A thought on game design and storytelling: it seems like how seriously players can take a story depends on the level of thought that got put into the setting. Also, I've written before about games where what you actually do clashes with the fiction. Exampls of that include a pirate board game where you generally don't fight anyone, and a cyberpunk mystery ("Android") where the rules make you feel like you're pinning blame on someone instead of discovering the real killer.

Today's example starts with "Overwatch". There's an elaborate backstory: a robot war, a superhero squad, a vengeful black-ops guy turned (more) evil by a flawed experiment, and a genius moon gorilla illegally recalling the heroes to fight for justice again while Female!Hispanic!Adam Jensen investigates a vague global conspiracy. And what do you do in this game? Stand in an arbitrary rectangle until the announcer says you win, or push a car. Which is exactly what you do in "Team Fortress 2", except that its deliberately silly story doesn't encourage you to think too hard about the characters' motives.

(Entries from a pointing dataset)
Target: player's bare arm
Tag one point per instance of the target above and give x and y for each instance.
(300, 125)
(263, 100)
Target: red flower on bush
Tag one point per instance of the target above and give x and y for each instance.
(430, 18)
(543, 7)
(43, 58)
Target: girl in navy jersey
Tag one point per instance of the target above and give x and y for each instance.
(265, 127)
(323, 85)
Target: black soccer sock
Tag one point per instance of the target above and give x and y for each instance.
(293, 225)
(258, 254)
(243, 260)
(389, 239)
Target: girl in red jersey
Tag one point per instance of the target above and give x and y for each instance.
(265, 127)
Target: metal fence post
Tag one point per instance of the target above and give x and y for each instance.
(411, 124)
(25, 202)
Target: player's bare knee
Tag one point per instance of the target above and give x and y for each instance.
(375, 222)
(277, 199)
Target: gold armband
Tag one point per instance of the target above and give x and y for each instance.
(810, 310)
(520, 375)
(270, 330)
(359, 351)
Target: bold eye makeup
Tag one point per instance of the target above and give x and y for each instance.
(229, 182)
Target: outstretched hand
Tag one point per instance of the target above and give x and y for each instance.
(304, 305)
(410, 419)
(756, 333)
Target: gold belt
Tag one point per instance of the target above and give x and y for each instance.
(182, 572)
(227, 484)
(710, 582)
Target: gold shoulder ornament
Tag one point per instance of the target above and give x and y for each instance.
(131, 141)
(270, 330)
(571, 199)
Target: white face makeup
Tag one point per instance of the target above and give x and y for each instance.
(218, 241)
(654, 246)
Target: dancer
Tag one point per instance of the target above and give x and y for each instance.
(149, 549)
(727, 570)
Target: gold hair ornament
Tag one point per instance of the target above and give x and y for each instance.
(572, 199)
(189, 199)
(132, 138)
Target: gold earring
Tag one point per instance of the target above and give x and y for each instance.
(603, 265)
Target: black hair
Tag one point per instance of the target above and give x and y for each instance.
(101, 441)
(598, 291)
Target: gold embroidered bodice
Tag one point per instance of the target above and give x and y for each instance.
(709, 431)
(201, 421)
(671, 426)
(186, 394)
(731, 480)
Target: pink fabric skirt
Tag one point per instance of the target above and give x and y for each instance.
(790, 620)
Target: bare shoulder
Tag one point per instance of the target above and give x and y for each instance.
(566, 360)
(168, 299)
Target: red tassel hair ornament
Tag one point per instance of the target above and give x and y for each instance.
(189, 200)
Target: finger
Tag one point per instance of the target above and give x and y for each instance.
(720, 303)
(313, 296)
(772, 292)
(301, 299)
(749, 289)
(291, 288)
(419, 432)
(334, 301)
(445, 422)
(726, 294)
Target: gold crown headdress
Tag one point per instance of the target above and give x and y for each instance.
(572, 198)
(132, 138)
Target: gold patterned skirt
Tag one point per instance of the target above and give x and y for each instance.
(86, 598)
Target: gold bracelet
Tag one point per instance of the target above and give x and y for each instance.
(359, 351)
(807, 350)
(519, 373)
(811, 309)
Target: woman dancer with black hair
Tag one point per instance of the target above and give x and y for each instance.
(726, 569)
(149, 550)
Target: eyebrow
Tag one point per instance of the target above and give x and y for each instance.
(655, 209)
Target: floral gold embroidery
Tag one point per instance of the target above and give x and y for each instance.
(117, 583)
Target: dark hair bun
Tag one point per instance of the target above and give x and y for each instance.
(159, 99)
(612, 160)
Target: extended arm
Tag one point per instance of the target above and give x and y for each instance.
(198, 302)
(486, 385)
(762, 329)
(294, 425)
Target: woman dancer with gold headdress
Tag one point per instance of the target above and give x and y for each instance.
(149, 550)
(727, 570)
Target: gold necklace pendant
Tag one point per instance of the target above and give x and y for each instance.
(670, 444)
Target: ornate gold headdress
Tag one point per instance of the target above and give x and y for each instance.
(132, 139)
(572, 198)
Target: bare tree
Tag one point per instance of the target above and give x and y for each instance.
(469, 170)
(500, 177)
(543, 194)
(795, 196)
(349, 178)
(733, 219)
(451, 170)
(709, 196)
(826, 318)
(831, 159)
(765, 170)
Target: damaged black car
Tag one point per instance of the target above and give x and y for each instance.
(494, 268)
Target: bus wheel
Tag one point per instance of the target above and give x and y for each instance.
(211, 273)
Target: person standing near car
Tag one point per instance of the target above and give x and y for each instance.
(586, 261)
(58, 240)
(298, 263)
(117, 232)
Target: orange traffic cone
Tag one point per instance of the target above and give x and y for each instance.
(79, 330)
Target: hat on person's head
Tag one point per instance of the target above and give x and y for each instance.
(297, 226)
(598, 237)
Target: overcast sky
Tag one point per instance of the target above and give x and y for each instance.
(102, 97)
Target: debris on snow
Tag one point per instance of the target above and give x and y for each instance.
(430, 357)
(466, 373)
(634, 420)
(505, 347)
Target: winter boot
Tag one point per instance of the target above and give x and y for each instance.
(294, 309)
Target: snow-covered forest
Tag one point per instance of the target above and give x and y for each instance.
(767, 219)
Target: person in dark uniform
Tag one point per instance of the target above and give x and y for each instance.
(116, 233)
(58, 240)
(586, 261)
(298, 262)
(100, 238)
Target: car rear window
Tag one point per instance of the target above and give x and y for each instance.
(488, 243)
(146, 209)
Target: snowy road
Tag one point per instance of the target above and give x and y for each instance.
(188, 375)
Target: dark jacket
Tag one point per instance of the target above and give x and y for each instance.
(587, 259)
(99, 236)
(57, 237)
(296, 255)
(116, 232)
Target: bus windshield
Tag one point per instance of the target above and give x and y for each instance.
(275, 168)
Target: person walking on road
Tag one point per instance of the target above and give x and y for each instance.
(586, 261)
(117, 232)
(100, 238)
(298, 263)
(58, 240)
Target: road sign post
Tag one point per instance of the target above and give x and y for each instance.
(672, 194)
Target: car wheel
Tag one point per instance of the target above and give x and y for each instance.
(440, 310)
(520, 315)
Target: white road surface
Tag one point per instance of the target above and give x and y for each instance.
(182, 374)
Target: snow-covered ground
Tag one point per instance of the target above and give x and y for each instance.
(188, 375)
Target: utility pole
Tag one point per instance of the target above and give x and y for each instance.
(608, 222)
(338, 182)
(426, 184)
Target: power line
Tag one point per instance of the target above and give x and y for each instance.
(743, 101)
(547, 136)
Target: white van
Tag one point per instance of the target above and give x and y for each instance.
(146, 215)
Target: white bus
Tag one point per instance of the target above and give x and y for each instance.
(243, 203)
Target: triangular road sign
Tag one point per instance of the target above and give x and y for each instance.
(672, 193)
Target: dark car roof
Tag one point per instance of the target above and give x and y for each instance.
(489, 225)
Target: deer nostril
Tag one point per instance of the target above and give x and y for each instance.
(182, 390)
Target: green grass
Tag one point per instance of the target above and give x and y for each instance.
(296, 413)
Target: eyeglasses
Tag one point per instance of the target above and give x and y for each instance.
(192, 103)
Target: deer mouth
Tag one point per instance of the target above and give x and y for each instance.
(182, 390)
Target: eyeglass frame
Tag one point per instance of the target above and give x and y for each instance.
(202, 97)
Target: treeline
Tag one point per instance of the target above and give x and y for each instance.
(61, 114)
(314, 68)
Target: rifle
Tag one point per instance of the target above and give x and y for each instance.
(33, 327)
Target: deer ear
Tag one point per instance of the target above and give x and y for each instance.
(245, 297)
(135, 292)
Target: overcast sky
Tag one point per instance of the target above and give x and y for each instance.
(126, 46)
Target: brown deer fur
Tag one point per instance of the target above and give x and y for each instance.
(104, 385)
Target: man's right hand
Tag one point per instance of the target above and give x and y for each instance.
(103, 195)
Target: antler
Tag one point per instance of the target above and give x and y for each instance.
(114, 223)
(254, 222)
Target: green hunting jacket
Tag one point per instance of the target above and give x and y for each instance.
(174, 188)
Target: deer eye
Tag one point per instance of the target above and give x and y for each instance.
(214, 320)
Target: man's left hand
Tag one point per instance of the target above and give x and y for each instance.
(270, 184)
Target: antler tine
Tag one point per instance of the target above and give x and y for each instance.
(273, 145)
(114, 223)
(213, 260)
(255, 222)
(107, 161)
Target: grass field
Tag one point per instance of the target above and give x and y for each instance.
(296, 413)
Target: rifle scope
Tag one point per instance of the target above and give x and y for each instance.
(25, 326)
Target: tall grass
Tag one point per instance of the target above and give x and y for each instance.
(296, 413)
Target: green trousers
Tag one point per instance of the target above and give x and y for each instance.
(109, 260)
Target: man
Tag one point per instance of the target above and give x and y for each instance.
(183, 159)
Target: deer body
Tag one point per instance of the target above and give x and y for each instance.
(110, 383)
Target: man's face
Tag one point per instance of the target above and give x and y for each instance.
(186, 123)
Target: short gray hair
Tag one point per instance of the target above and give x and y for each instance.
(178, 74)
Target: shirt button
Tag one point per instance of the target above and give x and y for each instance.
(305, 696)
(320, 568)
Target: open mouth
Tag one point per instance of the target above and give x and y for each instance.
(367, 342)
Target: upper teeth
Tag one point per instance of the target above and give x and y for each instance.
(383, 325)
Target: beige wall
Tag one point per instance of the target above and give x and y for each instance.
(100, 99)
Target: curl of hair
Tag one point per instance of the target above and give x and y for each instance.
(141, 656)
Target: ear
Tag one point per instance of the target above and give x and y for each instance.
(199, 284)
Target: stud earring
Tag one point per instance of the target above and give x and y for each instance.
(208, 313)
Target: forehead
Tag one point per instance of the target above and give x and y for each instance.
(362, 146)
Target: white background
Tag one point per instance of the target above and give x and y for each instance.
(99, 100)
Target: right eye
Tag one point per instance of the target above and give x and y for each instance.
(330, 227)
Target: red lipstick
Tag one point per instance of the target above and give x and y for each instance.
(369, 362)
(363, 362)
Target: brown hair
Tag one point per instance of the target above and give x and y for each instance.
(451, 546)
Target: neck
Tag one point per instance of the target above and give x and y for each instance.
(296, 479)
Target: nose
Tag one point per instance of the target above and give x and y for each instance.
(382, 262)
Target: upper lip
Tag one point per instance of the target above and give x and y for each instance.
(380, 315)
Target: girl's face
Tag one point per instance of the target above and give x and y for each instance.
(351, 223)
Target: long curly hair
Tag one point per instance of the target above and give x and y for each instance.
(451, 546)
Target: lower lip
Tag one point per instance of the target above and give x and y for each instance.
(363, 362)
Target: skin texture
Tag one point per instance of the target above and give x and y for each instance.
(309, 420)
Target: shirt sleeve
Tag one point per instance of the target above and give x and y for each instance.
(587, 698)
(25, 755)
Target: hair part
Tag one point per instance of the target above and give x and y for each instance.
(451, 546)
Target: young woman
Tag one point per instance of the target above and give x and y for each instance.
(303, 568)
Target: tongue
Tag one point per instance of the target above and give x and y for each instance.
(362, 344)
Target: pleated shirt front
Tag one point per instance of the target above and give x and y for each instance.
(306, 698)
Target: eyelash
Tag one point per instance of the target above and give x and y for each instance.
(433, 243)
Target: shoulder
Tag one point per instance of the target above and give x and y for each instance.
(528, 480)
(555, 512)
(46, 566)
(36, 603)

(CHALLENGE): Write what comes next in the post on game design and storytelling, picking up right after its final sentence about "Team Fortress 2".

(EXERCISE OUTPUT):
Similarly, people make fun of the newer "Sonic the Hedgehog" games for being random nonsense that should've died at least a decade ago. I used to read the comic book series, and it actually had a setting with consistent characters and places where things could happen other than the local mad scientist trying to blow them up. It was possible to accept (say) a singing mongoose using a concert for a personal crusade against nanotech in the hands of an AI who might be subverted, because there was an in-universe justification for that and the characters had a background with other things going on. Compare that to games like "Sonic Adventure", which was a clumsy thing where a handful of animal characters existed in a human world for no apparent reason and other events happened for no logic at all. (Finish a certain level, and a landslide opens a new path to a locked door, and the key appears in an alley in a distant city. Why? There's only the out-of-universe or "Doylist" explanation that it happens to advance the plot.)

From what I understand, the pony-themed MMORPG "Legends of Equestria" is meant to be a copy of Hasbro's cartoon world, down to obvious copies of specific buildings. But what is the gameplay like? It's a generic MMORPG. That clashes badly with the intended theme, without even getting into the copyright problems.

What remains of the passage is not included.